_EXERCISE OBJECTIVE:_ Write out the full set of records below exactly.

[Point annotation dataset records]
▬▬▬

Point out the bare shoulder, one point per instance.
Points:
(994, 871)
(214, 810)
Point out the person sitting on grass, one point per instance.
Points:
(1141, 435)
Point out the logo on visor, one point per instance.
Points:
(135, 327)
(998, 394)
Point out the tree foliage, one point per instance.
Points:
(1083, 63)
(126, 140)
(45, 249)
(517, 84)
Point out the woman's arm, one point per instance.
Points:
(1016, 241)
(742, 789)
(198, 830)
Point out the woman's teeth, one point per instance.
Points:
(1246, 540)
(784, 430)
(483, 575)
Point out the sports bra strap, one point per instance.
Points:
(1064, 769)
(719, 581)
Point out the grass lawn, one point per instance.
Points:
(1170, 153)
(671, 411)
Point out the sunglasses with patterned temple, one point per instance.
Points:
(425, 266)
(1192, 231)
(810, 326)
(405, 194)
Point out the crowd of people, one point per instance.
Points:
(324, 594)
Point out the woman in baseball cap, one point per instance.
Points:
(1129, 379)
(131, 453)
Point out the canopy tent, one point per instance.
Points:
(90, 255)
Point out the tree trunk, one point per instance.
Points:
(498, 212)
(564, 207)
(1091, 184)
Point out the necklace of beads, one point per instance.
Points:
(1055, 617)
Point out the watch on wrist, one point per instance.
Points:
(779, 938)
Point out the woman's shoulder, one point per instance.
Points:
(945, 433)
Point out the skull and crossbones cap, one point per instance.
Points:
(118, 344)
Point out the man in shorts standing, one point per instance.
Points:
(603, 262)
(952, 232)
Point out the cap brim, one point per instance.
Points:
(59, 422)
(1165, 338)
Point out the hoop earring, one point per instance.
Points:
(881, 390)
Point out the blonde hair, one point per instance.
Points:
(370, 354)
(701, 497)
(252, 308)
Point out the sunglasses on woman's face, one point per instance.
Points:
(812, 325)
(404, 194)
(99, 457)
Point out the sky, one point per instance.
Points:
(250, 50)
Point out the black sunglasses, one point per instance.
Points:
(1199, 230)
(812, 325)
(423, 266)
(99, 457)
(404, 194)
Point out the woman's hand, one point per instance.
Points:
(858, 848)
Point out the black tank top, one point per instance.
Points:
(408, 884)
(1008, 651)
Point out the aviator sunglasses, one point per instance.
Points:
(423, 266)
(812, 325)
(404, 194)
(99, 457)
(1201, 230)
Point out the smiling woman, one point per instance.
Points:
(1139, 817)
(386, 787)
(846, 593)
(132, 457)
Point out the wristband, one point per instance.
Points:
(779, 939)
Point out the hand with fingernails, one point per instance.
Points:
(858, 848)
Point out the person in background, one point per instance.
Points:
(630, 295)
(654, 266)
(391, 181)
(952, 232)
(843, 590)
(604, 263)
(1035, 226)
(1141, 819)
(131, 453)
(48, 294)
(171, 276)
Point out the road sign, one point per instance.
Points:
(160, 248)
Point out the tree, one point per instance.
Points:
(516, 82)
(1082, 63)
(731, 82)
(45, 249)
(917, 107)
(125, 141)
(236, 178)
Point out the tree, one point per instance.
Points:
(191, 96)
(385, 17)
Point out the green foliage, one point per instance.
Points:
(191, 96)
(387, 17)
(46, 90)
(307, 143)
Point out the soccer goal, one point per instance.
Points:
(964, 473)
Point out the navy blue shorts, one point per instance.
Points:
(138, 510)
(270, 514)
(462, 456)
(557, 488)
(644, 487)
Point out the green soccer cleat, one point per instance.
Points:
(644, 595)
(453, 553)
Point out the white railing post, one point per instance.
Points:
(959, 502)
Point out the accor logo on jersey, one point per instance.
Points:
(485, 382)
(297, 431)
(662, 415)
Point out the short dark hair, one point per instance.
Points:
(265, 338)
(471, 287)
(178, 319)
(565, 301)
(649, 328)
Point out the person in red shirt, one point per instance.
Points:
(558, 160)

▬▬▬

_TASK RESULT:_
Point out the bare shoulder, one point per instance.
Points:
(994, 871)
(214, 810)
Point out the person sitting on grass, one point per instance.
Points:
(1141, 435)
Point out the logo on visor, one point per instance.
Points:
(135, 327)
(998, 394)
Point out the tree foliage, one point per instance.
Points:
(1083, 63)
(126, 140)
(45, 249)
(517, 84)
Point out the woman's arm, one point per instance.
Points:
(1016, 241)
(742, 789)
(198, 830)
Point out the woman's teeth, one point per instance.
Points:
(1246, 540)
(784, 430)
(483, 575)
Point out the sports bra strap, one point per instance.
Points:
(1064, 769)
(719, 581)
Point out the grass lawn, one point per instance.
Points:
(1170, 153)
(671, 411)
Point out the sunglasses with patterned temple, one point per instance.
Points:
(425, 266)
(1192, 231)
(810, 326)
(405, 194)
Point out the crowd of people, one point per instance.
Points:
(324, 594)
Point out the woman in baseball cap, one point per instance.
Points:
(1129, 379)
(131, 453)
Point out the canopy tent, one point per instance.
Points:
(90, 255)
Point out the tree trunk, one point per instance.
Points:
(498, 212)
(564, 207)
(1091, 184)
Point out the necklace of beads, one point per instance.
Points:
(1055, 617)
Point out the watch on wrist, one point per instance.
Points:
(779, 938)
Point out the woman's shoulder, one point per instance.
Points:
(945, 433)
Point out the skull and crossbones cap, one point per instance.
Points:
(118, 344)
Point out the man in shorts standing, one point per instance.
Points:
(603, 262)
(952, 232)
Point out the cap brim, one point per instance.
Points:
(59, 422)
(1165, 338)
Point out the hoop earring, one point per instance.
Points:
(881, 390)
Point out the blonde hair, one point per instance.
Points:
(370, 354)
(701, 497)
(252, 308)
Point out the sunglasses on woman's face, one point per instance.
Points:
(812, 325)
(404, 194)
(99, 457)
Point out the sky, one point per instance.
Points:
(250, 50)
Point out the black sunglasses, one point per instance.
Points:
(1199, 230)
(812, 325)
(423, 266)
(99, 457)
(404, 194)
Point out the woman's hand, one point per instance.
Points:
(858, 848)
Point out the black tank top, one point per instance.
Points:
(408, 884)
(1008, 651)
Point out the aviator sunglasses, one point per instance.
Points:
(423, 266)
(812, 325)
(404, 194)
(99, 457)
(1201, 230)
Point out the smiling woman, one point per instance.
Points:
(1139, 817)
(386, 787)
(846, 593)
(132, 457)
Point out the wristband, one point per instance.
Points:
(779, 939)
Point out the hand with fingernails, one point per instance.
Points:
(858, 848)
Point out the person in background, one point per instance.
Points:
(630, 295)
(654, 266)
(391, 181)
(952, 232)
(843, 590)
(604, 263)
(1035, 226)
(1141, 819)
(131, 453)
(48, 294)
(171, 276)
Point out the road sign, one point per instance.
Points:
(160, 248)
Point out the tree, one point per instance.
Points:
(516, 82)
(1082, 63)
(731, 82)
(45, 249)
(917, 107)
(125, 141)
(236, 178)
Point out the tree, one point per instance.
Points:
(191, 96)
(385, 17)
Point out the green foliage, one point per instance.
Points:
(191, 96)
(387, 17)
(46, 90)
(307, 143)
Point out the soccer goal, one point per instance.
Points:
(964, 473)
Point out the navy blue shorts, one point per instance.
Points:
(138, 510)
(270, 514)
(462, 456)
(557, 488)
(644, 487)
Point out the green soccer cleat, one point per instance.
Points:
(644, 595)
(453, 553)
Point out the white railing post, one point per instance.
Points:
(959, 502)
Point out the accor logo on jersey, one point per instance.
Points:
(485, 382)
(297, 431)
(662, 415)
Point out the short dark hair, one point per instance.
Points:
(265, 338)
(471, 287)
(178, 319)
(565, 301)
(649, 328)
Point out the person in red shirt, one point per instance.
Points:
(558, 160)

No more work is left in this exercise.